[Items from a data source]
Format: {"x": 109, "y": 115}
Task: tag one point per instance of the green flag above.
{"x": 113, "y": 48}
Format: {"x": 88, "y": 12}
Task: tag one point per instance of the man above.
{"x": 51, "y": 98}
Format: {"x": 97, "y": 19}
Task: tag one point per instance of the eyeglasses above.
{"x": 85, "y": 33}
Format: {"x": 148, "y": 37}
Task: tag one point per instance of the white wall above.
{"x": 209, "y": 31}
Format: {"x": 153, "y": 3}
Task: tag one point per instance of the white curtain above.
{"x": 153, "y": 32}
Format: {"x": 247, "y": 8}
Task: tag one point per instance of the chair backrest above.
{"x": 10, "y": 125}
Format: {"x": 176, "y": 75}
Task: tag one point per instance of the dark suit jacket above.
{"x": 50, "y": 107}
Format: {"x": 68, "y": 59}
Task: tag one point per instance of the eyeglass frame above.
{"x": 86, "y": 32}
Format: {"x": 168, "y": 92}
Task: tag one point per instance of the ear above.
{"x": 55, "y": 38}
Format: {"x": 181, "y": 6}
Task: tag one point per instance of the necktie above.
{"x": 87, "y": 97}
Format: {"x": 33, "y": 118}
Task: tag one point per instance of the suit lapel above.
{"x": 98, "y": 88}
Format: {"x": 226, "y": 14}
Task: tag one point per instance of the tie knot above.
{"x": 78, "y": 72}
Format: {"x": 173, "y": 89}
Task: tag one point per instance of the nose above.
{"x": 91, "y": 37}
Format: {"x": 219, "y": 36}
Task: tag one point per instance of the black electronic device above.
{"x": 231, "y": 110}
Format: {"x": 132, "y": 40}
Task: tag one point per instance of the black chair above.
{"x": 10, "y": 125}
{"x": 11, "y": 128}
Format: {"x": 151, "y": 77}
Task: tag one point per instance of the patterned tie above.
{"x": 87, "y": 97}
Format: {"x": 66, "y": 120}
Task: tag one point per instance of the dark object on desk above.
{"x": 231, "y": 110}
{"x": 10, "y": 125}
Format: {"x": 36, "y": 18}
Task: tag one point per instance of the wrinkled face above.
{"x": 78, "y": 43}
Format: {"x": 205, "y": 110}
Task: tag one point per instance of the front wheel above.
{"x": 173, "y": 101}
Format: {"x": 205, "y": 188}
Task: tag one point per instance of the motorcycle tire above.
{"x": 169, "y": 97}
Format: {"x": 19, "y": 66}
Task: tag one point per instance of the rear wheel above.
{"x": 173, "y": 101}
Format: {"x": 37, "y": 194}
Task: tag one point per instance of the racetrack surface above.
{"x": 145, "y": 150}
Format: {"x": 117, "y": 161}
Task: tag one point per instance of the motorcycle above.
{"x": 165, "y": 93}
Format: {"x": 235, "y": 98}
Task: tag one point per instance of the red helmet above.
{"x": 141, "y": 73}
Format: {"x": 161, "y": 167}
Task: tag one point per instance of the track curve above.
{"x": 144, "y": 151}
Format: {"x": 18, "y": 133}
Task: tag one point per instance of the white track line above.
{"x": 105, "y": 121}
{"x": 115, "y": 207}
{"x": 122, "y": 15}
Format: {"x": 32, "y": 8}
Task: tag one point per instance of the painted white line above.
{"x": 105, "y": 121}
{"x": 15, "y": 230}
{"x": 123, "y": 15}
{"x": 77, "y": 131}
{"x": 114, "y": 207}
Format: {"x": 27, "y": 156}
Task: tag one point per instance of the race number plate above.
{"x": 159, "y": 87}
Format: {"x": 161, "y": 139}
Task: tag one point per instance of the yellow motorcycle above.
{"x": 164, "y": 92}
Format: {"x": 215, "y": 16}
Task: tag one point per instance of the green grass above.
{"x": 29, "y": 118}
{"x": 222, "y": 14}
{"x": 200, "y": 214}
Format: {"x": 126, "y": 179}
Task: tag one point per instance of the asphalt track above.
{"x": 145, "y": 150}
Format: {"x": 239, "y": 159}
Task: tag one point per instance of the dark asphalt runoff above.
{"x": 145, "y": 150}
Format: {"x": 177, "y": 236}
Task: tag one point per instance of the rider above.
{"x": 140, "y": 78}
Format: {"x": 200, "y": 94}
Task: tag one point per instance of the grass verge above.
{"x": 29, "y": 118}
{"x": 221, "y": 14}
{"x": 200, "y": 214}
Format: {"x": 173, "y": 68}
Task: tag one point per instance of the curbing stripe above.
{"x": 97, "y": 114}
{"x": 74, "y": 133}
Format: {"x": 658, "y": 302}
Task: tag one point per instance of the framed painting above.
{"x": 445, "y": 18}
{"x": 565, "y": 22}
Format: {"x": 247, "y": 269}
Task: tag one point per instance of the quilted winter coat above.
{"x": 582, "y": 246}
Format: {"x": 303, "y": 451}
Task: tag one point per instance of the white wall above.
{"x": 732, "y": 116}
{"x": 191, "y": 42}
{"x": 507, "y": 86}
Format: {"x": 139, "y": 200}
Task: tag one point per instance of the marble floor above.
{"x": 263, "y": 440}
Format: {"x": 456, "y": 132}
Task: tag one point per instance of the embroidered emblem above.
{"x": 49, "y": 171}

Exercise prompt: Starting at the line that contains "Task: tag one point per instance of the dark asphalt", retype each line through the last one in the records, both included, and add nothing.

Written answer:
Task: tag one point per instance of the dark asphalt runoff above.
{"x": 145, "y": 150}
Format: {"x": 177, "y": 236}
Task: tag one point per instance of the rider above.
{"x": 140, "y": 78}
Format: {"x": 200, "y": 94}
Task: tag one point per instance of the grass verge above.
{"x": 29, "y": 118}
{"x": 221, "y": 14}
{"x": 200, "y": 214}
Format: {"x": 173, "y": 68}
Task: tag one point per instance of the curbing stripe above.
{"x": 97, "y": 114}
{"x": 74, "y": 133}
Format: {"x": 658, "y": 302}
Task: tag one point per instance of the framed painting above.
{"x": 445, "y": 18}
{"x": 565, "y": 22}
Format: {"x": 247, "y": 269}
Task: tag one point per instance of the quilted winter coat above.
{"x": 582, "y": 246}
Format: {"x": 303, "y": 451}
Task: tag one point per instance of the white wall above.
{"x": 732, "y": 116}
{"x": 191, "y": 42}
{"x": 507, "y": 86}
Format: {"x": 139, "y": 200}
Task: tag one point per instance of the marble floor above.
{"x": 263, "y": 440}
Format: {"x": 456, "y": 132}
Task: tag one point per instance of the embroidered emblem above.
{"x": 49, "y": 171}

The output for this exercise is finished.